** Begin Data in this exercise **

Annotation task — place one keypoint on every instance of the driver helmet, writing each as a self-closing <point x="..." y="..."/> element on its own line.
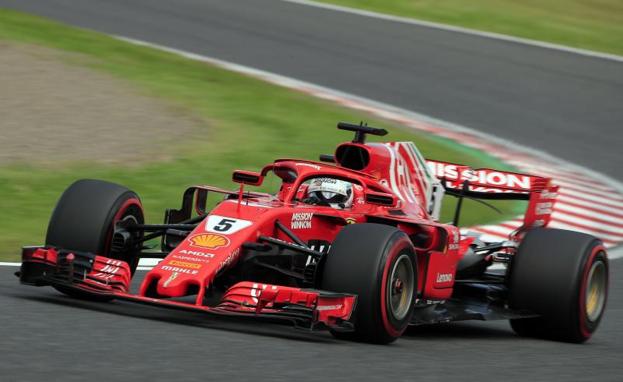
<point x="330" y="192"/>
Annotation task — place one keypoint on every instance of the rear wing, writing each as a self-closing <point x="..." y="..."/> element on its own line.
<point x="486" y="183"/>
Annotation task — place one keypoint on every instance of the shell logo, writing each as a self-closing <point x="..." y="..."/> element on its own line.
<point x="210" y="241"/>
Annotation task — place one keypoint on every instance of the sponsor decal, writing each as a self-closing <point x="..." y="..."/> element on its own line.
<point x="225" y="225"/>
<point x="444" y="277"/>
<point x="184" y="264"/>
<point x="486" y="177"/>
<point x="544" y="208"/>
<point x="301" y="220"/>
<point x="320" y="308"/>
<point x="179" y="270"/>
<point x="171" y="278"/>
<point x="196" y="253"/>
<point x="189" y="258"/>
<point x="209" y="241"/>
<point x="229" y="259"/>
<point x="256" y="291"/>
<point x="109" y="270"/>
<point x="314" y="166"/>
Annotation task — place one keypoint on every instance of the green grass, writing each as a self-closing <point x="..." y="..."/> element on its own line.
<point x="589" y="24"/>
<point x="246" y="123"/>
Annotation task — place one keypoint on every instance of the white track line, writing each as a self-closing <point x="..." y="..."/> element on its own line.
<point x="463" y="135"/>
<point x="446" y="27"/>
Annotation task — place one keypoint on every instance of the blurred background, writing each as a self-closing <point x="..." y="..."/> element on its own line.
<point x="76" y="101"/>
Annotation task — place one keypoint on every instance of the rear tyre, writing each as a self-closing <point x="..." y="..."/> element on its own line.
<point x="562" y="276"/>
<point x="84" y="219"/>
<point x="377" y="263"/>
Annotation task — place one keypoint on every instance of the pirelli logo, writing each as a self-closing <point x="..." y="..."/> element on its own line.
<point x="184" y="264"/>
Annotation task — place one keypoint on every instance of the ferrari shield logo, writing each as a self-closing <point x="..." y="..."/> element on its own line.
<point x="209" y="241"/>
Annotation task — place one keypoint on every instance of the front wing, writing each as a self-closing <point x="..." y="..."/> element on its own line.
<point x="101" y="277"/>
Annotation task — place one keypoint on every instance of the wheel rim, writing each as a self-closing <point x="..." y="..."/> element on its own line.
<point x="595" y="297"/>
<point x="400" y="288"/>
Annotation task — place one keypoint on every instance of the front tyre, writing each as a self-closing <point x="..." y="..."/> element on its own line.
<point x="377" y="263"/>
<point x="562" y="276"/>
<point x="84" y="219"/>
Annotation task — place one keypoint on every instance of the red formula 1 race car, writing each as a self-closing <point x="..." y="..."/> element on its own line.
<point x="351" y="244"/>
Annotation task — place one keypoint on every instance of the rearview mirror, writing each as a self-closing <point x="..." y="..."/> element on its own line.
<point x="380" y="198"/>
<point x="247" y="177"/>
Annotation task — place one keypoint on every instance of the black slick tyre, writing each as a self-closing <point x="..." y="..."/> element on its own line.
<point x="377" y="263"/>
<point x="84" y="219"/>
<point x="562" y="276"/>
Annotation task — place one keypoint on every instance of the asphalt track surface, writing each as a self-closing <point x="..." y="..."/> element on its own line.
<point x="563" y="103"/>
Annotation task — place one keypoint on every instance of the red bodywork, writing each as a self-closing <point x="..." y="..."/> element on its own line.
<point x="393" y="185"/>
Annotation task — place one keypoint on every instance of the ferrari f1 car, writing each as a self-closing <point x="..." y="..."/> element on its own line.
<point x="351" y="243"/>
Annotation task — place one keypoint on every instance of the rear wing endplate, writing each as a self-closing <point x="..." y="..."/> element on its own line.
<point x="486" y="183"/>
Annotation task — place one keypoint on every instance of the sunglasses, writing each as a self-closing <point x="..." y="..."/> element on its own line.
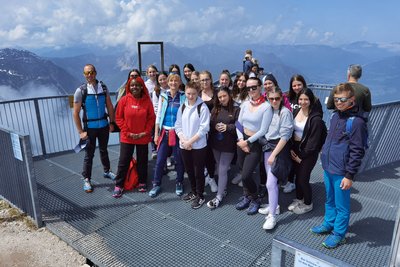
<point x="274" y="98"/>
<point x="341" y="99"/>
<point x="252" y="88"/>
<point x="91" y="72"/>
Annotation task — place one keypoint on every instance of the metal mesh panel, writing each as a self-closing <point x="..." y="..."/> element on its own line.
<point x="17" y="180"/>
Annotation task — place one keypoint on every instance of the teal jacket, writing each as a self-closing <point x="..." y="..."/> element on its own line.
<point x="163" y="104"/>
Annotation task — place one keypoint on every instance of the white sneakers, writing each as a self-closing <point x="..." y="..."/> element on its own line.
<point x="288" y="187"/>
<point x="302" y="208"/>
<point x="270" y="222"/>
<point x="295" y="203"/>
<point x="265" y="209"/>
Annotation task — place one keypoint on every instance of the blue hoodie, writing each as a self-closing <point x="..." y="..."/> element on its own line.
<point x="342" y="153"/>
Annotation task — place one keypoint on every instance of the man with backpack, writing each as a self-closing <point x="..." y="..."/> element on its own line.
<point x="94" y="99"/>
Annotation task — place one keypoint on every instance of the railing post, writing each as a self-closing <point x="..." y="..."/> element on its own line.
<point x="39" y="121"/>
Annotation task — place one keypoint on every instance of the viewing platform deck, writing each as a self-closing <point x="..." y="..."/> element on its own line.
<point x="137" y="230"/>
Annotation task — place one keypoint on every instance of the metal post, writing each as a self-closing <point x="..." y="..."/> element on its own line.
<point x="39" y="120"/>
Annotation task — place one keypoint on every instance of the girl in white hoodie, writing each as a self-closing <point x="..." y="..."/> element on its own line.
<point x="192" y="125"/>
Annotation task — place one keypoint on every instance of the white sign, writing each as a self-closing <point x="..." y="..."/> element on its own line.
<point x="306" y="260"/>
<point x="16" y="146"/>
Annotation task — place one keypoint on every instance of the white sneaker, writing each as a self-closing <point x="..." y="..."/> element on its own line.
<point x="289" y="187"/>
<point x="212" y="183"/>
<point x="302" y="208"/>
<point x="270" y="222"/>
<point x="295" y="203"/>
<point x="237" y="179"/>
<point x="265" y="209"/>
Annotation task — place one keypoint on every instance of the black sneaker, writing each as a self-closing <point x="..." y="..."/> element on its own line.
<point x="189" y="197"/>
<point x="197" y="202"/>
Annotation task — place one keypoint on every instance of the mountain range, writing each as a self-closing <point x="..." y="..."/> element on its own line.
<point x="61" y="70"/>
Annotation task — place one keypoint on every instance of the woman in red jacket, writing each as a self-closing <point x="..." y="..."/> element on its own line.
<point x="135" y="117"/>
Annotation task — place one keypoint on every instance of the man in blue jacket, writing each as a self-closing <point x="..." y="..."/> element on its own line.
<point x="93" y="97"/>
<point x="341" y="158"/>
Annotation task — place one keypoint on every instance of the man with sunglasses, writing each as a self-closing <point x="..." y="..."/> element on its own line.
<point x="362" y="93"/>
<point x="94" y="99"/>
<point x="341" y="158"/>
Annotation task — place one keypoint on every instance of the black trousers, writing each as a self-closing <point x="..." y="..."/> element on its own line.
<point x="248" y="163"/>
<point x="125" y="156"/>
<point x="194" y="161"/>
<point x="101" y="134"/>
<point x="303" y="174"/>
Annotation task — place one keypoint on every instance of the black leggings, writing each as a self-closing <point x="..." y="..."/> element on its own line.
<point x="303" y="174"/>
<point x="194" y="161"/>
<point x="247" y="163"/>
<point x="125" y="155"/>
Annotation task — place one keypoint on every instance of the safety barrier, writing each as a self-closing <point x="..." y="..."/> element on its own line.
<point x="47" y="120"/>
<point x="17" y="179"/>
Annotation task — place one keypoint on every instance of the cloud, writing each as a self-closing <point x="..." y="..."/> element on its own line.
<point x="290" y="35"/>
<point x="312" y="34"/>
<point x="327" y="37"/>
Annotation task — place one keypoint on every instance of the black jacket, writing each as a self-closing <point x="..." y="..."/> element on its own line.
<point x="313" y="135"/>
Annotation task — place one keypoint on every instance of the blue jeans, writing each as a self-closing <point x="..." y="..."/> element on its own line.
<point x="102" y="135"/>
<point x="337" y="205"/>
<point x="163" y="151"/>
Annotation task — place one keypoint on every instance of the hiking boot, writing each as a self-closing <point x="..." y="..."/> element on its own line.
<point x="179" y="189"/>
<point x="243" y="203"/>
<point x="87" y="186"/>
<point x="212" y="183"/>
<point x="142" y="188"/>
<point x="197" y="202"/>
<point x="270" y="222"/>
<point x="214" y="203"/>
<point x="302" y="208"/>
<point x="333" y="241"/>
<point x="109" y="175"/>
<point x="155" y="191"/>
<point x="295" y="203"/>
<point x="117" y="192"/>
<point x="189" y="197"/>
<point x="253" y="207"/>
<point x="320" y="230"/>
<point x="264" y="209"/>
<point x="288" y="187"/>
<point x="237" y="178"/>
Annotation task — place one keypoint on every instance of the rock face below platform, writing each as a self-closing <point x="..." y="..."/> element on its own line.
<point x="22" y="244"/>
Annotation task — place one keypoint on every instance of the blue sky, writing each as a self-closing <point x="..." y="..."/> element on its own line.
<point x="109" y="23"/>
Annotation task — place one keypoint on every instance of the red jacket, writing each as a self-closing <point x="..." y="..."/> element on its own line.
<point x="135" y="115"/>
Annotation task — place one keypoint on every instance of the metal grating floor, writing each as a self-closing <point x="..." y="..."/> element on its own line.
<point x="137" y="230"/>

** End Data in this exercise **

▸ **Written request**: Each line from the one containing "blue sky, writing" to the end of the listing above should be copied exactly, and nothing else.

▸ **Task response**:
Annotation task — place one keypoint on every instance of the blue sky, writing each as a self-closing <point x="..." y="..."/> element on its own line.
<point x="109" y="23"/>
Annotation task — place one keypoint on every instance of the red jacket, writing each as a self-closing <point x="..." y="..."/> element on its own line.
<point x="135" y="115"/>
Annotation task — place one keypoint on every instance of the metal grating floor, writing each as a self-closing <point x="..." y="..."/> element on its own line.
<point x="137" y="230"/>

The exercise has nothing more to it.